#### PASSAGE TO READ
__________________________________________________
June 14, 2024
LETTER AGREEMENT
AMG Pantheon Credit Solutions Fund
AMG Pantheon Credit Solutions Lead Fund, LLC
AMG Pantheon Credit Solutions Subsidiary Fund, LLC
680 Washington Boulevard, Suite 500
Stamford, Connecticut 06901
Re: Amended and Restated Expense Limitation and Reimbursement Agreement
Ladies and Gentlemen:
This Letter Agreement documents (i) an undertaking by Pantheon Ventures (US) LP (the Adviser) to limit the total operating expenses of AMG Pantheon Credit Solutions Fund (the Fund), AMG Pantheon Credit Solutions Lead Fund, LLC (the Credit Solutions Lead Fund), and AMG Pantheon Credit Solutions Subsidiary Fund, LLC (the Credit Solutions Corporate Subsidiary, and together with the Credit Solutions Lead Fund, the Fund Subsidiaries); and (ii) our agreement regarding the extent to which the Adviser will, under certain circumstances, receive payment from the Fund, the Credit Solutions Lead Fund, and the Credit Solutions Corporate Subsidiary as recoupment of certain amounts paid, waived, or reimbursed by the Adviser to the Fund, the Credit Solutions Lead Fund, and the Credit Solutions Corporate Subsidiary in fulfillment of an undertaking by the Adviser to limit the expenses of the Fund, the Credit Solutions Lead Fund, and the Credit Solutions Corporate Subsidiary. This Letter Agreement shall terminate in the event the Adviser ceases to be the investment adviser of the Fund or upon mutual agreement between the Adviser and the Funds Board of Trustees.
__________________________________________________
#### Entries drawn from a collection
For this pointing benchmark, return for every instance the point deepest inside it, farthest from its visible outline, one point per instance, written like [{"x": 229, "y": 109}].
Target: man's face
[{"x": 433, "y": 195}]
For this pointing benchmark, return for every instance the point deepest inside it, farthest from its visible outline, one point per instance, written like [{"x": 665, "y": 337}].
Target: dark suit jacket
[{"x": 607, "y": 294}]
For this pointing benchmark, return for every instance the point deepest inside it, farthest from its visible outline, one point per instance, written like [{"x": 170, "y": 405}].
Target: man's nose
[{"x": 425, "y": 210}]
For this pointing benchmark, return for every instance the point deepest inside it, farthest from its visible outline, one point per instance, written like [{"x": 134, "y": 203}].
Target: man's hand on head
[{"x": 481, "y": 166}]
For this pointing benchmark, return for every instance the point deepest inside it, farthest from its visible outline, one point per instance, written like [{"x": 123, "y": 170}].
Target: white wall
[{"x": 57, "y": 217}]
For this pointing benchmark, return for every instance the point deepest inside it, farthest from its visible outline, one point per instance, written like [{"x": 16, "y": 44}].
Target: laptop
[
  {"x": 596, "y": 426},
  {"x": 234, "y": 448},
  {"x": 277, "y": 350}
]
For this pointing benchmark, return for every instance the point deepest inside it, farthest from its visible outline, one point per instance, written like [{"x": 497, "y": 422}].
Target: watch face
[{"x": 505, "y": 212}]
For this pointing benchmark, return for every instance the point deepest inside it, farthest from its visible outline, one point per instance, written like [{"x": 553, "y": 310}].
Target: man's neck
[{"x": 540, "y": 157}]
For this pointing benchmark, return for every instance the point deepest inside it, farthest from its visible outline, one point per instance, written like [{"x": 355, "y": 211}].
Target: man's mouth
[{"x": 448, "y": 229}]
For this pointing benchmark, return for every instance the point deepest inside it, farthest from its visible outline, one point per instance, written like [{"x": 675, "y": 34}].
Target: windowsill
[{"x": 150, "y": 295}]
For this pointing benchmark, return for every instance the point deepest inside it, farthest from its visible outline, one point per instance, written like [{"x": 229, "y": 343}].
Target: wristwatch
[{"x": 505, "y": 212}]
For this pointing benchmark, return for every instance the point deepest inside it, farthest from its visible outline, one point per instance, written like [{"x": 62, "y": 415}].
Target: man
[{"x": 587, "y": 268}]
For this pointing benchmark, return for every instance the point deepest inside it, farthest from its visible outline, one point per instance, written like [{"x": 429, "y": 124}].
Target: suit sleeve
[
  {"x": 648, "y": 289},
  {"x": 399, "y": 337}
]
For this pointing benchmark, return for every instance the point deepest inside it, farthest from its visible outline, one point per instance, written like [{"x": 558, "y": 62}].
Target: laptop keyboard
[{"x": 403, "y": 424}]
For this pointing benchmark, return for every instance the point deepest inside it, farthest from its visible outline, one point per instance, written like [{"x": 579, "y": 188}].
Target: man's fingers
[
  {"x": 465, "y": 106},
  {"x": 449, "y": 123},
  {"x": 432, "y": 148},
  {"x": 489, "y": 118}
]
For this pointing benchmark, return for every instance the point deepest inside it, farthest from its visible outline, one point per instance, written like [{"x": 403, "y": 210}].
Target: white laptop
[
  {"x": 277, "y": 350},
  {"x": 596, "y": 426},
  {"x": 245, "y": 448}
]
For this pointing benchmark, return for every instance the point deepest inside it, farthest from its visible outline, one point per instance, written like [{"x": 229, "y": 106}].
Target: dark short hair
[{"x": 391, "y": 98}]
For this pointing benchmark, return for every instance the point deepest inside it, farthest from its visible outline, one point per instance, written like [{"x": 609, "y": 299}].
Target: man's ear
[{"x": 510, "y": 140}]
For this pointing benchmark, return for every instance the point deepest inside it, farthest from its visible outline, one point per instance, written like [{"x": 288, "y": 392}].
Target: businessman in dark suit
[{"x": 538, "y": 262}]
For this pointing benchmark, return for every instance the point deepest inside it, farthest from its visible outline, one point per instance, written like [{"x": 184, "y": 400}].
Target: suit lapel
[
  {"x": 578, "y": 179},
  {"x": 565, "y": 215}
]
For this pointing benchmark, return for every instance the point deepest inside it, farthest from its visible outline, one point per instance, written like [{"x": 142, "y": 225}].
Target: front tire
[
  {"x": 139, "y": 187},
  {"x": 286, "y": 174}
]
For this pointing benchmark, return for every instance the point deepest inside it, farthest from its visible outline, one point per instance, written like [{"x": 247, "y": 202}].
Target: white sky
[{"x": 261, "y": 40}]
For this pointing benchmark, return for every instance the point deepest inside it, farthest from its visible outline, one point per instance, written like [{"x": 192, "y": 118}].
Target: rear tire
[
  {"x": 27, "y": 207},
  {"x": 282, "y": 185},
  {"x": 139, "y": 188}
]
__________________________________________________
#### OBJECTIVE
In the letter agreement, which firm is identified as the Adviser?

#### EXERCISE OUTPUT
Pantheon Ventures (US) LP